Görev Tanımı: Listedeki satırları yeniden yazınız; "billboard" ifadesini "road sign" ile değiştirip geri kalan her şeyi olduğu gibi bırakınız.

Verilen Materyal:
• • •

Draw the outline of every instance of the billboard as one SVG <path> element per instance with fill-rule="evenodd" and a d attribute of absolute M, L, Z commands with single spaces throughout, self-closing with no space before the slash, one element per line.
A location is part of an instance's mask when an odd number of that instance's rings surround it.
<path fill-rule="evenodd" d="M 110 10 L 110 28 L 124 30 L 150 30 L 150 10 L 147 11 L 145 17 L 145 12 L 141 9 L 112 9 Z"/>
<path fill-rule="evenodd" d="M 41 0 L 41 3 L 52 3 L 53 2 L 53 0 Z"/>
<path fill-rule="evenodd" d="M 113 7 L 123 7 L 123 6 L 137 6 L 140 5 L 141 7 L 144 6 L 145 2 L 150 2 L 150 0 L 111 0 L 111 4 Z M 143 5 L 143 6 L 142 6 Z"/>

• • •

Görevin Yanıtı:
Draw the outline of every instance of the road sign as one SVG <path> element per instance with fill-rule="evenodd" and a d attribute of absolute M, L, Z commands with single spaces throughout, self-closing with no space before the slash, one element per line.
A location is part of an instance's mask when an odd number of that instance's rings surround it.
<path fill-rule="evenodd" d="M 110 10 L 110 28 L 124 30 L 150 30 L 150 10 L 147 11 L 145 17 L 145 12 L 141 9 L 112 9 Z"/>
<path fill-rule="evenodd" d="M 41 0 L 41 3 L 52 3 L 53 2 L 53 0 Z"/>
<path fill-rule="evenodd" d="M 113 7 L 123 7 L 123 6 L 137 6 L 140 5 L 141 7 L 144 6 L 145 2 L 150 2 L 150 0 L 111 0 L 111 4 Z M 143 5 L 143 6 L 142 6 Z"/>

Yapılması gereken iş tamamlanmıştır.